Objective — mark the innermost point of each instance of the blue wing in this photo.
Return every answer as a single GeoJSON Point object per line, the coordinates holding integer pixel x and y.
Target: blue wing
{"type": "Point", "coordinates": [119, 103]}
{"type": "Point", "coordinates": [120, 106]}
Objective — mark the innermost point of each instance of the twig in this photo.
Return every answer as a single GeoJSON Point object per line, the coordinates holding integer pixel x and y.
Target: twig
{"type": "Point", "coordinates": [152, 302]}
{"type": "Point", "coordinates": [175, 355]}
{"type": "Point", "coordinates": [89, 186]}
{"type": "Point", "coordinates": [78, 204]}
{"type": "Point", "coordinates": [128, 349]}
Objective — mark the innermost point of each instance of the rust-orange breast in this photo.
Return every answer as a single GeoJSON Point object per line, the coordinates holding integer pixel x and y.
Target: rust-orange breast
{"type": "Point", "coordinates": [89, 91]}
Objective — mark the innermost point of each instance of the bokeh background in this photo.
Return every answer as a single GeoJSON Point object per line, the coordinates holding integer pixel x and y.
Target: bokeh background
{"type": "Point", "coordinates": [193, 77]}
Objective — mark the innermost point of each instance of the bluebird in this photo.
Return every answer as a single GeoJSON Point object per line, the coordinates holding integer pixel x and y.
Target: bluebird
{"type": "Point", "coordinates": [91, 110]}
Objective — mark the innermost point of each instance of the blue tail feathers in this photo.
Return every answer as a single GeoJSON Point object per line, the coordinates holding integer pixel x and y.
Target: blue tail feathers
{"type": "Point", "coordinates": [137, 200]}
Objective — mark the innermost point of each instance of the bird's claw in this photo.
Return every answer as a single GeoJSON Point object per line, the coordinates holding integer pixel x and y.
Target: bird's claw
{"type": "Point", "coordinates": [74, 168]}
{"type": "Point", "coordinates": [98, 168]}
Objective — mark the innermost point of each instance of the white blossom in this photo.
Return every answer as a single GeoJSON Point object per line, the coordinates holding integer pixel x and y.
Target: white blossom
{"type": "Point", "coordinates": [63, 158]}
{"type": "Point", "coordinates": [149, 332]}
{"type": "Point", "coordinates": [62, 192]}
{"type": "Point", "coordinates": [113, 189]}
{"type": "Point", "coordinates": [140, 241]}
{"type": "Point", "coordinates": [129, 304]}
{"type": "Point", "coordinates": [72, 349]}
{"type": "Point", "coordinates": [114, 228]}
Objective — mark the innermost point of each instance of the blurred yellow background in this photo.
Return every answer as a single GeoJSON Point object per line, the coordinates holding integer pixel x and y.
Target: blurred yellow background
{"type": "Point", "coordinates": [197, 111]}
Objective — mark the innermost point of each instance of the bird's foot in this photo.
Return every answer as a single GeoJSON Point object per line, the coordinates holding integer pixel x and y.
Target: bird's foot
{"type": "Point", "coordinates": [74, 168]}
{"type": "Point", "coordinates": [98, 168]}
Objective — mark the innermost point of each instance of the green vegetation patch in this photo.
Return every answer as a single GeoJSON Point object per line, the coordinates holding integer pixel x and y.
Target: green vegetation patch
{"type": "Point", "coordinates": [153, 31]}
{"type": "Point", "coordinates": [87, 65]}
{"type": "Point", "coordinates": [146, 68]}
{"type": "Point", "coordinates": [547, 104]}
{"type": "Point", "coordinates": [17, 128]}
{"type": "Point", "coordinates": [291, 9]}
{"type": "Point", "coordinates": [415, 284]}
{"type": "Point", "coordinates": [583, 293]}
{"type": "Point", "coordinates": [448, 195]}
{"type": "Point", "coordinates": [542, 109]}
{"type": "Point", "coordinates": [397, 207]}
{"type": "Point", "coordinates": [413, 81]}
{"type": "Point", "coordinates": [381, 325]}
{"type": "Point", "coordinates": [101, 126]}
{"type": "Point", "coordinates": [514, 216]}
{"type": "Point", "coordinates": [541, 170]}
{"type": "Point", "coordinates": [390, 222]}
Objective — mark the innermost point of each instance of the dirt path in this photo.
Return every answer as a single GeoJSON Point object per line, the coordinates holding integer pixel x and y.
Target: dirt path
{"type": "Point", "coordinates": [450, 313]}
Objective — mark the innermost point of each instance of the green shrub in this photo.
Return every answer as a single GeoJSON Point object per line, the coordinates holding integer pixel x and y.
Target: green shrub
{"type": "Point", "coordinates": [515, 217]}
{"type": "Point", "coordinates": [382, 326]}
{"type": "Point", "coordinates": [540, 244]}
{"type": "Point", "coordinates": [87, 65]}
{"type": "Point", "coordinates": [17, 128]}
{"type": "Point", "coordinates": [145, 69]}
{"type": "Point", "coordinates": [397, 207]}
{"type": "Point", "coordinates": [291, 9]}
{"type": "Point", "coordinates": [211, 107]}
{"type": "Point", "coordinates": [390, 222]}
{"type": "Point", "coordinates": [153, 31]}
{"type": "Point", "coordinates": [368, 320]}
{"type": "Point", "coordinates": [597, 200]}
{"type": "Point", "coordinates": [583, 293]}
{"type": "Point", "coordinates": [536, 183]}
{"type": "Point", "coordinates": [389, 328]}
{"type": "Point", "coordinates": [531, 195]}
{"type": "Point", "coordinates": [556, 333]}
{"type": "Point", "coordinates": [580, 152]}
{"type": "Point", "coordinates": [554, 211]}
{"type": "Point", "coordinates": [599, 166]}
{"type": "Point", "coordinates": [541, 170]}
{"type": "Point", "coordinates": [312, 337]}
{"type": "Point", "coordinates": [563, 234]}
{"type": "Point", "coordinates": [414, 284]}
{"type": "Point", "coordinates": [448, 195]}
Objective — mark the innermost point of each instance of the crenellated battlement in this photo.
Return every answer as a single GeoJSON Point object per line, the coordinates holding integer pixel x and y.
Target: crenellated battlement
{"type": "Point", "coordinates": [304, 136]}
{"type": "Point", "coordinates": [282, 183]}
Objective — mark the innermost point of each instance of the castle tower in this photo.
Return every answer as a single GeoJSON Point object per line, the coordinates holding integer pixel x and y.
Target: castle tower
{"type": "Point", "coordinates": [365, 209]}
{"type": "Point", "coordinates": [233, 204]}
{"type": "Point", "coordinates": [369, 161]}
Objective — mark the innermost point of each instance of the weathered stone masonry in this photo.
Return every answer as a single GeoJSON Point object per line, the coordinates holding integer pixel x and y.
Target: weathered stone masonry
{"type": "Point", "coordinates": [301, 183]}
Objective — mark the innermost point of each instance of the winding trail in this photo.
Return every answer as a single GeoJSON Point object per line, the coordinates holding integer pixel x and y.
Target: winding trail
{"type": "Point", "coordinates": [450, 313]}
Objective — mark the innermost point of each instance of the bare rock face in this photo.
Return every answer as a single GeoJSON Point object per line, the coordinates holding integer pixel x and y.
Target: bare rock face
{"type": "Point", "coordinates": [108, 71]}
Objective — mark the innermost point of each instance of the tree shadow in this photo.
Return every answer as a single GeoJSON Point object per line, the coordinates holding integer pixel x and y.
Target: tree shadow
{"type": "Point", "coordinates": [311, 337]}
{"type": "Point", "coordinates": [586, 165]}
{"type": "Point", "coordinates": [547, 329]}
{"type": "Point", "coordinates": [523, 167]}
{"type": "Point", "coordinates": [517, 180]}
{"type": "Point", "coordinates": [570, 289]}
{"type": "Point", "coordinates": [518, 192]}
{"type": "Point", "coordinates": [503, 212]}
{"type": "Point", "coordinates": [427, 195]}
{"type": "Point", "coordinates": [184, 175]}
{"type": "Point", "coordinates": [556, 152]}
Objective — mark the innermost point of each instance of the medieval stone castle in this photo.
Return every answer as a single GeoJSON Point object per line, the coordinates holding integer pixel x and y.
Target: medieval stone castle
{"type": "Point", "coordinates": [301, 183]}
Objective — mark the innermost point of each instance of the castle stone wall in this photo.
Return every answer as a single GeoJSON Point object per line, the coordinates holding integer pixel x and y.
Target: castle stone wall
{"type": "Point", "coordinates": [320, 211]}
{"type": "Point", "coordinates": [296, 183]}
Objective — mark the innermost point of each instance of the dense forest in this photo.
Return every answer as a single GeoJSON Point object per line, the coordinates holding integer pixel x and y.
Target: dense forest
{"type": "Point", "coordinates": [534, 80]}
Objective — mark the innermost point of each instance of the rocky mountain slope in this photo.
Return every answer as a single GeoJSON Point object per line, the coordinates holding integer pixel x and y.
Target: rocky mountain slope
§ §
Task → Write out, with no changes, the part of the records that begins with the line containing "forest in this photo." and runs through the end of the records, including both ends.

Exercise response →
Objective — mark the innermost point of each instance of the dense forest in this photo.
Return every answer as a single GeoJSON Point object per line, the coordinates holding integer pixel x and y.
Target: dense forest
{"type": "Point", "coordinates": [534, 80]}
Objective — mark the innermost point of each instance of the rocky mountain slope in this photo.
Return every answer as a single GeoJSON Point object per line, the coordinates holding integer pixel x and y.
Target: rocky mountain slope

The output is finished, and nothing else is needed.